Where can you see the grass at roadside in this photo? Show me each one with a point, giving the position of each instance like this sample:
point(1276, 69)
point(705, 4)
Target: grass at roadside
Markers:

* [Problem details]: Each line above needs to be returned exactly as it is.

* [Written solution]:
Where can you see the grass at roadside in this photo? Show me each one with a point, giving the position of each instance like this sample:
point(1276, 69)
point(705, 4)
Target: grass at roadside
Markers:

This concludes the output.